§ **Consigne**: Pouvez-vous recopier les lignes comprises entre celle qui contient « Where can you spot the paved » et celle qui contient « (1057, 750) », toutes deux incluses, en remplaçant « marker » par « pin » sans rien modifier d'autre ?

§ **Items d'origine**:
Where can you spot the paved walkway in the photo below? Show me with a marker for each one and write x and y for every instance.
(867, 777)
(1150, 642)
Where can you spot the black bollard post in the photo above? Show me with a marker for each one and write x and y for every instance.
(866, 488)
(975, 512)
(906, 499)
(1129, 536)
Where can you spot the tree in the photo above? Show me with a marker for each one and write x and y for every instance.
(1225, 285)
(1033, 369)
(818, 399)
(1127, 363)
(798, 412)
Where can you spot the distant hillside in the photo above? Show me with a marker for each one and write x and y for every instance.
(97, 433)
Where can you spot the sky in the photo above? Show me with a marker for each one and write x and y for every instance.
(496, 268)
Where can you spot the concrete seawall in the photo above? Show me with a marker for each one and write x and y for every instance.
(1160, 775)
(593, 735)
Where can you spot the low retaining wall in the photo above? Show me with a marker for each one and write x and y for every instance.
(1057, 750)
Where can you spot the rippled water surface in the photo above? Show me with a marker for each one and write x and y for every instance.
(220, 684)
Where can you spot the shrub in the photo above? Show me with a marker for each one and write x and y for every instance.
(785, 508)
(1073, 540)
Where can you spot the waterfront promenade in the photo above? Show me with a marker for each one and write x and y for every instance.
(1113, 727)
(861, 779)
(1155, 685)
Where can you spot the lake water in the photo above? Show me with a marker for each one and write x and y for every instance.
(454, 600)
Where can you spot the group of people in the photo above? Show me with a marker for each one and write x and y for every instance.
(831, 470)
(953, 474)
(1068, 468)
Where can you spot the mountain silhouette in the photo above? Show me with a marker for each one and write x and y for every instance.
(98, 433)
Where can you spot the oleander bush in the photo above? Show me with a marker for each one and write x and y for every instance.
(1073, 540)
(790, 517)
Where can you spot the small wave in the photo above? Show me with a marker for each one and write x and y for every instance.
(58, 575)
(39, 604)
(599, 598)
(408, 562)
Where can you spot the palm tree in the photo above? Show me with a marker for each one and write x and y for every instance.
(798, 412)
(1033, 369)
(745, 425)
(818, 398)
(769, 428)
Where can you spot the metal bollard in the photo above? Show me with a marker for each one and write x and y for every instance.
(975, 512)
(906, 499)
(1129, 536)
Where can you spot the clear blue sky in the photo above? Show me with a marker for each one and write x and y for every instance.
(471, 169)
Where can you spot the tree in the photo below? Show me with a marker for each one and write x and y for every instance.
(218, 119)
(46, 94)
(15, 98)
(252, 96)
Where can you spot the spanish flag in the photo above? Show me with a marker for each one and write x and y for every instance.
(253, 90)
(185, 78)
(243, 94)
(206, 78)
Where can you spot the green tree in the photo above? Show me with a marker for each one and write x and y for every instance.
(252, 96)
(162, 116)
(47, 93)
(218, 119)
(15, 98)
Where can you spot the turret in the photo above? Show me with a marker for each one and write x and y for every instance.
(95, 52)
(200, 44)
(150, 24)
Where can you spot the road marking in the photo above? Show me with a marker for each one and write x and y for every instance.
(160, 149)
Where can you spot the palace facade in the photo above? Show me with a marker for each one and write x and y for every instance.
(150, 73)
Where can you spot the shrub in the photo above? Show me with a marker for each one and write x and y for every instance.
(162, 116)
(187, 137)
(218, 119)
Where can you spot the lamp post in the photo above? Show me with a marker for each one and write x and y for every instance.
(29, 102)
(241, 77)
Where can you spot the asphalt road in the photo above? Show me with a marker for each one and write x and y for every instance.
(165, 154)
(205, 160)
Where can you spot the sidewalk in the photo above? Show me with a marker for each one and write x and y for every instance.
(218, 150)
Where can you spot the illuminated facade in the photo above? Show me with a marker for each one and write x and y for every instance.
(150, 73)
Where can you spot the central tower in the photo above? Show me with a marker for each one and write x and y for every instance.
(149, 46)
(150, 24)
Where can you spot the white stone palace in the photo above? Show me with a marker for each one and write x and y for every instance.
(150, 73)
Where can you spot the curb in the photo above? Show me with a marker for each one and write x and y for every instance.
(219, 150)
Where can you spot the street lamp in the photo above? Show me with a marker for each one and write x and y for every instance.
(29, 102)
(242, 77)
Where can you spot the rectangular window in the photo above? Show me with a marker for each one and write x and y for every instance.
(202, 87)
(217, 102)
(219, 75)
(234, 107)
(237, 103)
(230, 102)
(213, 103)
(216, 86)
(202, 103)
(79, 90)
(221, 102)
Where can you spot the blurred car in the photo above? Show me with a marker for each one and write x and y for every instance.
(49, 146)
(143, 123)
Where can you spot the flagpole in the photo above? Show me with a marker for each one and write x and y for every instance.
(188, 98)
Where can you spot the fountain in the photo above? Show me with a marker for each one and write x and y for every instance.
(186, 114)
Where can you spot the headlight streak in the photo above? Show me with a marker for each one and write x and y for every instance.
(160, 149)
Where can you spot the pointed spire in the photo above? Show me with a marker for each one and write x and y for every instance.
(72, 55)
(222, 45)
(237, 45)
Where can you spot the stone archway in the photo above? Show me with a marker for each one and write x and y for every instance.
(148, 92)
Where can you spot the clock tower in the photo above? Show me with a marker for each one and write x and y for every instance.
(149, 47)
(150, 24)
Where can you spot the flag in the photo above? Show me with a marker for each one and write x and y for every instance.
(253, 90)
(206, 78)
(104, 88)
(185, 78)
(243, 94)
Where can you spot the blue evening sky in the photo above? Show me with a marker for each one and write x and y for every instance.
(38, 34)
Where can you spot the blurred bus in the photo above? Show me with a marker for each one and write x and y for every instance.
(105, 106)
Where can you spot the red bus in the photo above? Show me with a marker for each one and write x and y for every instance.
--
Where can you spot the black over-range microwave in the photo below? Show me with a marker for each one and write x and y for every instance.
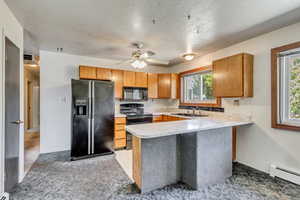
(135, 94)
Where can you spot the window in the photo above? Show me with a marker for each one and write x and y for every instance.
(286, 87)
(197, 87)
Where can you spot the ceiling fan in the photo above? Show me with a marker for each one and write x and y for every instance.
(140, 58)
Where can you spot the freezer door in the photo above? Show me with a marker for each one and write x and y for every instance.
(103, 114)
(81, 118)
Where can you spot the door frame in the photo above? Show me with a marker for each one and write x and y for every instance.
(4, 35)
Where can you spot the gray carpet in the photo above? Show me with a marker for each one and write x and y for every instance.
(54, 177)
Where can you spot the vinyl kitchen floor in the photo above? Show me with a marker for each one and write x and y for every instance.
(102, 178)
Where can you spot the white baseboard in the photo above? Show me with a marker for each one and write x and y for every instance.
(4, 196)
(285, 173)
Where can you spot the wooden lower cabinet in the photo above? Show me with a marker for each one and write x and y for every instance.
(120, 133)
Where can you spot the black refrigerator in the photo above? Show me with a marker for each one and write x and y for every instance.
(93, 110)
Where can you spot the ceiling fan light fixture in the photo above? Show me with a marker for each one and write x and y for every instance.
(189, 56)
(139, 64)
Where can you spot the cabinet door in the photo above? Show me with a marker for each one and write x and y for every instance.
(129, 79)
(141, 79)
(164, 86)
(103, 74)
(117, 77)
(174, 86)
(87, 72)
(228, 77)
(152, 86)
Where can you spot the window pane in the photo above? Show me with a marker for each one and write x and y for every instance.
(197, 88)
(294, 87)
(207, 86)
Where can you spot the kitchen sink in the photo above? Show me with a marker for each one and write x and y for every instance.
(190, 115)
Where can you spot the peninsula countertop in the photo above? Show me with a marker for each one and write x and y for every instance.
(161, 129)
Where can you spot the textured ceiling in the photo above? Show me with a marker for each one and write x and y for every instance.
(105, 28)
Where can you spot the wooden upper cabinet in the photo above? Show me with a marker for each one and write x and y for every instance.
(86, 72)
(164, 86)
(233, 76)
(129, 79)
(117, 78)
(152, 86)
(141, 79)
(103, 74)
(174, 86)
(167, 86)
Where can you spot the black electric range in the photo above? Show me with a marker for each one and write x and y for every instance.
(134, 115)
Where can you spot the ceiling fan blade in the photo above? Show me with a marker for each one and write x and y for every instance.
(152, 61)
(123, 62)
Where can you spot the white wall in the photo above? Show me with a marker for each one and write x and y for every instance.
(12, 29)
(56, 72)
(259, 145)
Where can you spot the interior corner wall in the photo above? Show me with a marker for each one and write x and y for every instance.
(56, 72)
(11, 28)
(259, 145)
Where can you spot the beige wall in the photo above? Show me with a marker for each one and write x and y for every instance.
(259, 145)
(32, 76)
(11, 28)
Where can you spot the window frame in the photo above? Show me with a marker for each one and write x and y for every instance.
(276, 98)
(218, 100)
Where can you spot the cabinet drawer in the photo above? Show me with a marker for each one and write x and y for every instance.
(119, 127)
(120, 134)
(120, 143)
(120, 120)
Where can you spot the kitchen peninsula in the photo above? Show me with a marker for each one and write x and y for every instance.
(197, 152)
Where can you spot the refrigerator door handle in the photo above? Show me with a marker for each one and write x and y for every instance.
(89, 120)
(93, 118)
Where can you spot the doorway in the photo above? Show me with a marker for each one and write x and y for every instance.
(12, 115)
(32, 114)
--
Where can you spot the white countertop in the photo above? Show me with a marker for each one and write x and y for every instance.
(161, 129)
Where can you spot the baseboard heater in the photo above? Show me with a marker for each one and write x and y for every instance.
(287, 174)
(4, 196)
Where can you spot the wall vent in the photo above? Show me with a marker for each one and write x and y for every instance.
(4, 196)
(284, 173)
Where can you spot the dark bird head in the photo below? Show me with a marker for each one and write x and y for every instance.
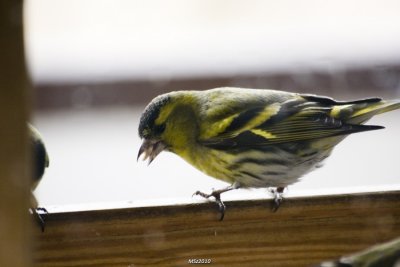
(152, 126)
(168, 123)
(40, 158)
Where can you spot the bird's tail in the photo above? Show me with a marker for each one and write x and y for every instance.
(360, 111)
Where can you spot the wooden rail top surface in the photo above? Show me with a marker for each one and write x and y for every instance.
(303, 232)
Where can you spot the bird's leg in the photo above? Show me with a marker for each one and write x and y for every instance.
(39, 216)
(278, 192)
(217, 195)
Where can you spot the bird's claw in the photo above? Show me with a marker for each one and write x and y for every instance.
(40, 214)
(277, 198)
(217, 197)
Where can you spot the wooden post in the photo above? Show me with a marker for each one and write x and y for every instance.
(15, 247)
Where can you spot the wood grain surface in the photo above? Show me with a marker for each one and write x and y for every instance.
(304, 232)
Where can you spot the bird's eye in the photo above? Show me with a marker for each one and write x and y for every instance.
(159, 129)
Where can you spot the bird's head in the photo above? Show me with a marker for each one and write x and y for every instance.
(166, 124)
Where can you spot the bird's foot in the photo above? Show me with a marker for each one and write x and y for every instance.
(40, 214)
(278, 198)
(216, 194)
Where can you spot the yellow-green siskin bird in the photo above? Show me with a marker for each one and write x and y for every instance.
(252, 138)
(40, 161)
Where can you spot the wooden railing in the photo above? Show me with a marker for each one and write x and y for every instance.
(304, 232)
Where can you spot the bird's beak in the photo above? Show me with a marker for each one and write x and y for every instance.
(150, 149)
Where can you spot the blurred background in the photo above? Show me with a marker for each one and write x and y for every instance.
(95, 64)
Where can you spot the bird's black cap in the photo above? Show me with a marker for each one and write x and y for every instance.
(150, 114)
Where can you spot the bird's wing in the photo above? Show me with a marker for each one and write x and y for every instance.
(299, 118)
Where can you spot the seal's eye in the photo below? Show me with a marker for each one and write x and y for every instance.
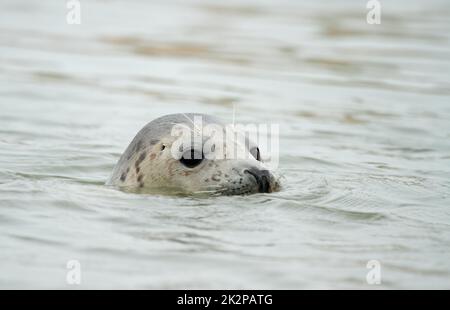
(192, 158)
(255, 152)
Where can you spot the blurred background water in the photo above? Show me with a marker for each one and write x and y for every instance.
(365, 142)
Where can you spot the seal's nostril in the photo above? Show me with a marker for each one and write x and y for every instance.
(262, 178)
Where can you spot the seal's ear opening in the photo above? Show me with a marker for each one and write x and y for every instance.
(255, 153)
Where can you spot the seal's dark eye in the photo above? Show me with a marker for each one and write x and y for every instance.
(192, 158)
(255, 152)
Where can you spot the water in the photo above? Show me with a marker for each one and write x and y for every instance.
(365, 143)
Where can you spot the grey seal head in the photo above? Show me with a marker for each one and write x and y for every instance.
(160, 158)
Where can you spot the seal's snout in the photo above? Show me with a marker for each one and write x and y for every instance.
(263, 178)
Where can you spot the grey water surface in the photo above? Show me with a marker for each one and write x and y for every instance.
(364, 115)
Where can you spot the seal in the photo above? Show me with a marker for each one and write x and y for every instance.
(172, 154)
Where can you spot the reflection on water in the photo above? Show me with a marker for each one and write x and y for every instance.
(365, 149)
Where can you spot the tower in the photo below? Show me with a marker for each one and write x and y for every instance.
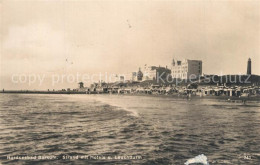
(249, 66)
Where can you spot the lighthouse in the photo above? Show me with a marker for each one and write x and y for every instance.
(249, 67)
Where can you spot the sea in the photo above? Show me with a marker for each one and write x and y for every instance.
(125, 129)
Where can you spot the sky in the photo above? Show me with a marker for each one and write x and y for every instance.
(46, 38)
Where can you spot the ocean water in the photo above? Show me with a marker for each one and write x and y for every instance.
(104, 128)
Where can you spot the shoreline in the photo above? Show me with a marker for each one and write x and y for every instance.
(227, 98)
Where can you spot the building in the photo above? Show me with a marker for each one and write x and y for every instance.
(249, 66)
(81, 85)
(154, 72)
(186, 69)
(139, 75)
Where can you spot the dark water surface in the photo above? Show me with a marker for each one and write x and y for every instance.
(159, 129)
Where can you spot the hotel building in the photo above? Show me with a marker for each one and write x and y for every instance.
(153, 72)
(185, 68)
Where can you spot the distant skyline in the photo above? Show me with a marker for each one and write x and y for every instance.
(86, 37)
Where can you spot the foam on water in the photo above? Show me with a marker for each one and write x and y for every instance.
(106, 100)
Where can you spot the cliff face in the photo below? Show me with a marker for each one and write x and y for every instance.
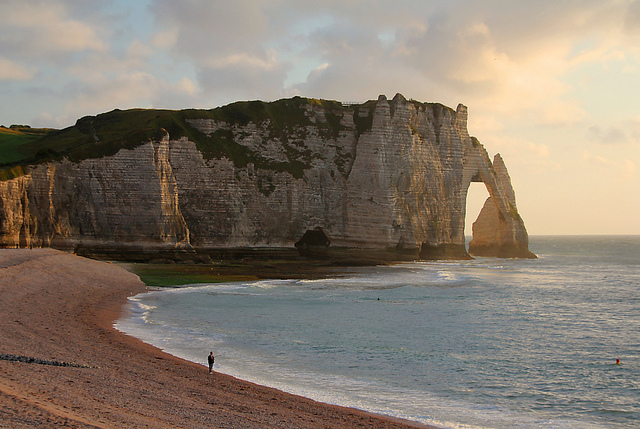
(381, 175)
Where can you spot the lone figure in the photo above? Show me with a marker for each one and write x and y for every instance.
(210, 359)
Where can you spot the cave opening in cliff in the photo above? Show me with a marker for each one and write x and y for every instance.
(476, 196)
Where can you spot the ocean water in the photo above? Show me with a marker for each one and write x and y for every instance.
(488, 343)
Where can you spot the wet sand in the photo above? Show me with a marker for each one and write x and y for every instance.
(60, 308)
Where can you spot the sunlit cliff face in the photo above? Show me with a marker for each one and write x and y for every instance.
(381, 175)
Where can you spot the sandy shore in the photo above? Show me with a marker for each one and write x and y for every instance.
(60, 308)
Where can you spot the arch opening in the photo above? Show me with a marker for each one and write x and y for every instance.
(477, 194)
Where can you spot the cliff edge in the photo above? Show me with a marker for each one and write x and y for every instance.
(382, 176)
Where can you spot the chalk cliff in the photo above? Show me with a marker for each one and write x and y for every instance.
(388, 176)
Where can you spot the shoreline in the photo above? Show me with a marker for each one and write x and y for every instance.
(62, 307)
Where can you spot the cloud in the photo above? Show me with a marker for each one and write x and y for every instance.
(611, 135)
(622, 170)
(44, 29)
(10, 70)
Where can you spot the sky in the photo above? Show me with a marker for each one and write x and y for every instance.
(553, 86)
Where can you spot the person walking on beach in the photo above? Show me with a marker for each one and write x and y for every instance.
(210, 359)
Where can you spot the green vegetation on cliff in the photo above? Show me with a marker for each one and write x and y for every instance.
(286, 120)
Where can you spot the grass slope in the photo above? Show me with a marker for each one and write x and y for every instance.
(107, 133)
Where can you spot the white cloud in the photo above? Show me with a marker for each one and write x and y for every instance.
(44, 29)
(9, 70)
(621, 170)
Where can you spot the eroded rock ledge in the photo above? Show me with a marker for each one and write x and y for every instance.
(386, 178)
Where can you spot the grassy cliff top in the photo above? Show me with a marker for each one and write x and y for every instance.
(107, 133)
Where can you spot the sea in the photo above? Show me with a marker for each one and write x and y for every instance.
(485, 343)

§ **Réponse attendue**:
Where can you spot the paved walkway in the photo below? Show me with a pin for each one and write x and y for every instance.
(867, 777)
(1150, 642)
Where can you spot the black bollard post in the photo above? Show me with a pin for each one and write x and y for every instance.
(866, 488)
(975, 512)
(906, 499)
(1129, 536)
Where can you spot the tree in the photo above? Show me with a pin for each one and write x and y for every instance.
(1225, 285)
(1033, 369)
(818, 399)
(1127, 363)
(798, 412)
Where can you spot the distant hillside in the photo above? Show me with a pin for each one and write x and y for every instance.
(97, 433)
Where can you spot the sky in the photo above? Show me with a pin for each one and write x and y for every instance.
(496, 268)
Where can you spot the concrete seawall in the photo above? Show me with a pin for each one and write x and y for every instance.
(1160, 775)
(593, 735)
Where can you spot the low retaining wall in the photo above? Show me with a pin for each one and write x and y for every instance.
(1057, 750)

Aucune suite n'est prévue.